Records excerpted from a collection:
* * * * *
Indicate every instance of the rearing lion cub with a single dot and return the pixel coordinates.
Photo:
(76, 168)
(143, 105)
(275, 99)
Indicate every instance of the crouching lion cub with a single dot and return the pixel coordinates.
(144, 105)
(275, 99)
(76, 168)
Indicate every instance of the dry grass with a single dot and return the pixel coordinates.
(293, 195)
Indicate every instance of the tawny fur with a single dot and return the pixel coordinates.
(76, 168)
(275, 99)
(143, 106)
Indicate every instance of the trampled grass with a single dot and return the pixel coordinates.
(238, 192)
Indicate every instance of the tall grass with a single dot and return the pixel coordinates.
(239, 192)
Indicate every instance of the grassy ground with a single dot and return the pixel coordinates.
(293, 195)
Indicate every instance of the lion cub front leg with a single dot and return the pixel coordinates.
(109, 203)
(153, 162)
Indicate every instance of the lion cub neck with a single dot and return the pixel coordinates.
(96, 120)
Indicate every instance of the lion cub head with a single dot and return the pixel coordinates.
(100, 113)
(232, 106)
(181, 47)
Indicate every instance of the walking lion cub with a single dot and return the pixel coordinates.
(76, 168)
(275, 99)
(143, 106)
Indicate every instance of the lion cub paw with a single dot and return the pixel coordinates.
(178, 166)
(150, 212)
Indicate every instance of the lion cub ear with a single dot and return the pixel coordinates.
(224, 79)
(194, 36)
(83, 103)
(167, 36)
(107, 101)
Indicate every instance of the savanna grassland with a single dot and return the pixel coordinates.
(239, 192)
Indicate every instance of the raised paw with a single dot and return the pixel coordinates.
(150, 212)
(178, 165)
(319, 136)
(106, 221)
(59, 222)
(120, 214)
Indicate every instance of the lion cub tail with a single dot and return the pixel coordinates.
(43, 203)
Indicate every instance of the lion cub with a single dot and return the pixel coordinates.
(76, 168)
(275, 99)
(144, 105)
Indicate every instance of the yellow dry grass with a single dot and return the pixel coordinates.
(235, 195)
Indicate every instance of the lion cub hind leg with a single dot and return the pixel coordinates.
* * * * *
## TO BE DONE
Copy every one of the records above word for word, from the first line through the last.

## OUTPUT OF THE TASK
Indicate every instance of the rearing lion cub with a single dot and return the pixel coordinates.
Photo:
(76, 168)
(143, 105)
(275, 99)
Indicate every instance of the crouching lion cub with a single dot and return the pixel coordinates.
(144, 105)
(275, 99)
(76, 168)
Indicate every instance of the dry grass with a single dot and return the pixel coordinates.
(293, 195)
Indicate every instance of the tawny fur with a single dot and return the pixel coordinates.
(76, 168)
(275, 99)
(143, 106)
Indicate every instance of the trampled grass with a single dot and return the pixel coordinates.
(238, 192)
Indicate every instance of the tall grass with a single dot and return the pixel coordinates.
(239, 192)
Indicate every instance of the grassy ground with a single dot and return the pixel coordinates.
(293, 195)
Indicate every instance of the lion cub front leg with a single dot and return the pixel coordinates.
(109, 203)
(153, 162)
Indicate every instance of the lion cub neck with a single dot and return the pixel coordinates.
(96, 120)
Indicate every instance of the lion cub head with a single dot and return the pixel coordinates.
(100, 113)
(232, 106)
(181, 47)
Indicate every instance of the walking lion cub with a single dot and return the pixel coordinates.
(76, 168)
(275, 99)
(143, 106)
Indicate every instance of the lion cub paw with a single dot and return the pixel coordinates.
(178, 166)
(150, 212)
Indicate every instance of the lion cub ear with a single dot and return the pixel coordinates.
(224, 79)
(194, 36)
(83, 103)
(167, 36)
(107, 101)
Indicate every instance of the savanna grassland with a single dot and return the pixel coordinates.
(239, 192)
Indicate every instance of the raised paw with a single dot and return the pixel coordinates.
(150, 212)
(178, 165)
(319, 136)
(106, 221)
(59, 222)
(120, 214)
Indicate every instance of the lion cub tail with a single dot and return the pixel coordinates.
(43, 203)
Indicate every instance of the lion cub with a single dot and return the pixel coordinates.
(76, 168)
(275, 99)
(144, 105)
Indicate every instance of the yellow dry grass with a single dot and return the pixel coordinates.
(235, 195)
Indicate every instance of the lion cub hind leg with a single dot and return the pixel coordinates.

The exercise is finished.